## 引用文
☆ ☆ ☆ ☆

独り言二月四日、検使杉田五左衛門が来て、一同を大書院に呼び出して切腹の沙汰書を読み上げた。主税は「私ども一同本望を相達しましたる上切腹仰せつけられますること、まことに有難く存じ奉ります」とお請けした。と赤穂義士事典にある。死を目前にした十六歳の少年の言葉である。この器の大きさは生来のものか、家庭環境が育むのか、教育に因るものなのか、或いは信仰によるものなのか。もったいない。
家族・家系図・家紋
両親と兄弟
大石家系図
- 父 大石内蔵助良雄
- 母 大石りく
- 弟妹:くう・吉千代・るり・大三郎
- 親戚:奥野将監・進藤源四郎・小山源五右衛門・大石孫四郎
主税の学友
家紋:右二つ巴
松之丞(主税)八歳の時。十三歳の少年だった後の藤江熊陽(ゆうよう)忠康と
矢頭右衛門七の二人。
忠康は二十一歳の時に伊藤仁齋の門に入る。古儀古学を極めて隣藩竜野脇坂家の侍講となって西播にその名をうたわれた。
藤江熊陽の墓は義士にもゆかりのある
永應寺にあります。
豊岡に母を訪ねる
石板:赤穂市内
石束家の記録に「もとどりの上にまで埃を浴びて・・」とある。
大石主税は江戸でこの事を
小野寺十内に話し、その内容が妻「丹」への手紙から分かっている。母に会って「蒲団を通してほのかに母の体の温みがかよってきた様におもわれまする。しかし眼を明けて母に気まずい思いをさせてはならじと一心に瞼を閉じておりましたが、まなじりから涙がにじみ出て仕方がありませんでした」とある。[あふ時はかたりつくすおもへども別れとなればのこる言の葉]はこの時の詩とされる。

☆ ☆ ☆ ☆

## 提供資料
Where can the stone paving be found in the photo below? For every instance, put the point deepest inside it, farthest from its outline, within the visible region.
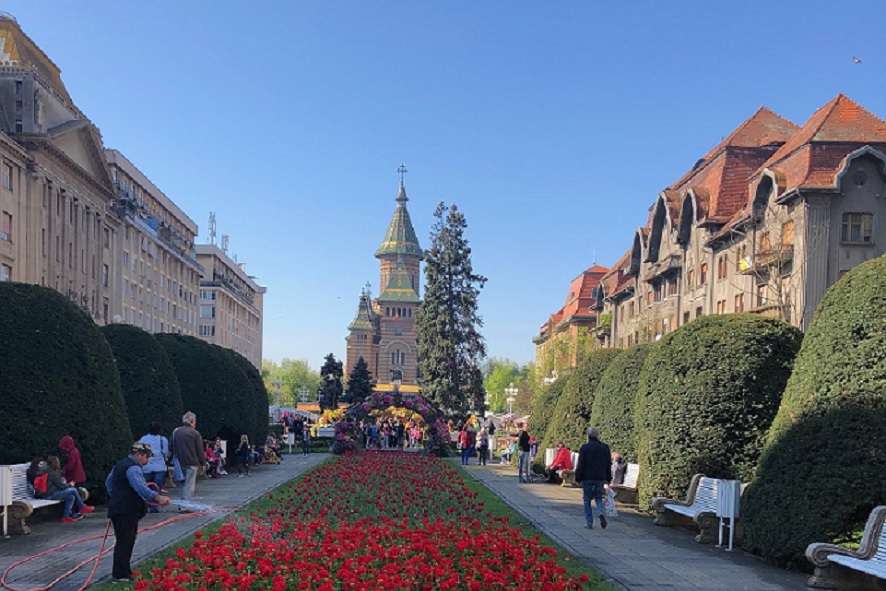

☆ ☆ ☆ ☆

## 取り組む課題
a. 大石主税についての引用文から、次の問いに答えてください。
(i) 「切腹の沙汰書」を読み上げた検使の名前は何か。
(ii) 「家紋」として挙げられているものは何か。
(iii) 「藤江熊陽の墓」がある寺はどこか。
b. 大石主税についての引用文を、最後の一文の後から書き継ぐこと。

## 解答
a.
(i) 杉田五左衛門
(ii) 右二つ巴
(iii) 永應寺

b.
吉良屋敷襲撃
討ち入り姿
裏門隊長として攻め入り屋外の敵を討ち取る任にあたった。その時同志の一人が大きな穴を見つけて「これこそ日頃聞いておる抜け穴だろう」と覗き込むが、暗くて中の様子が分からない。主税はそれをみて「かような時こそ少年相応の役廻り」といいながら身を躍らせて飛びこみ調べた。その剛胆さは、後に主税が松平邸へお預けになった時、
木村岡右衛門がこの時のことを語って「我ら一党は何れも死を決した仲間であるから命の惜しかろう筈もない。然るにあの際躊躇したことを思えば恥ずかしい。さすがは主税殿、ただただ感服の外はない」と嘆称したという。(出典:赤穂義士事典)
預け先 伊予松山藩松平家
お預け中の話として「道すがら駕舁(かごかき)共申候は、四十六人の衆は昔の弁慶、忠信にはましたる人柄、男振までそろひ大男にて、就中大石主税殿と申候は、若年に御座候へども大男大力にて其夜も大長刀にて弁慶にもまさりたると承候と申候。誠に心なき其日ぐらしの駕舁日雇のものまで奉感候事」。と細川家世話役の「堀内伝右衛門覚書」に記されている。(出典:赤穂義士事典)
泉岳寺の墓
戒名:刃上樹剣信士

辞世の句
[極楽の道は一筋君と共に阿弥陀を添えて四十八人](赤穂義士事典)
どれが本当なのか・・
[溝ばたの藪にはもれぬ野梅かな] (末の春)
[死出の旅手に手を取って行くからは六の衢の道しるべせん] (江赤見聞記)
[江戸の地にしばしやすらふかひもなく君のためとて捨つる身なるを] (君臣概観)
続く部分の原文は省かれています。